Records to use section start
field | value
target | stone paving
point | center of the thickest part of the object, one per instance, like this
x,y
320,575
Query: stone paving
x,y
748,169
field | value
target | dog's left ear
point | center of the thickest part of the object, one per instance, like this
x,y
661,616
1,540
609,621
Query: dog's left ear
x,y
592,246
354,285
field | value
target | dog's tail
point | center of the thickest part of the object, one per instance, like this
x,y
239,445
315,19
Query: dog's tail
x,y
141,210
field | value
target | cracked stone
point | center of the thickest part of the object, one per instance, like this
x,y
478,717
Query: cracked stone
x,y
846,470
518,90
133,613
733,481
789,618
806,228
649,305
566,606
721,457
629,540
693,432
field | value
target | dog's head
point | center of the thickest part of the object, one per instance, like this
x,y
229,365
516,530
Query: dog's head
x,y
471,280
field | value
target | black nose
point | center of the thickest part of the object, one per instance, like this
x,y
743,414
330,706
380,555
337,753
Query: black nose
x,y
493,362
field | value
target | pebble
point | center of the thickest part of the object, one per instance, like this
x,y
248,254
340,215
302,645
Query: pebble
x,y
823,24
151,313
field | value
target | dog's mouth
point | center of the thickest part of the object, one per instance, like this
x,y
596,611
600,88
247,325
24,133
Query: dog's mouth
Records to use section end
> **Exercise details**: Give the material again in full, exactly as it appears above.

> **Result**:
field | value
target | stone paving
point | center of the thickest part of the object, one per instance, like this
x,y
320,575
Query: stone paving
x,y
748,169
field | value
target | dog's left ear
point | center of the thickest part of the object, one per instance, like this
x,y
661,616
1,540
609,621
Query: dog's left ear
x,y
592,246
354,285
field | value
target | dog's tail
point | center of the thickest part of the object, one per instance, like this
x,y
239,445
315,19
Query: dog's tail
x,y
141,210
field | value
target | cracked stone
point | center of the thickest part of the object, one per instance, like this
x,y
478,717
Query: cracked stone
x,y
846,470
518,90
133,613
733,481
789,618
806,228
649,305
566,606
721,457
629,540
693,432
field | value
target | dog's head
point | center of the thickest part of the object, one per instance, like this
x,y
229,365
516,530
Query: dog's head
x,y
471,280
field | value
target | black nose
point | center of the thickest part of the object, one per instance, like this
x,y
743,414
330,706
380,555
337,753
Query: black nose
x,y
493,362
field | value
target | pebble
point | center of the thickest part of the object, one per instance, like this
x,y
248,254
340,215
302,645
Query: pebble
x,y
823,24
151,313
field | value
target | dog's mouth
point | center of the thickest part of the object, one per instance, like this
x,y
596,611
600,88
247,325
24,133
Query: dog's mouth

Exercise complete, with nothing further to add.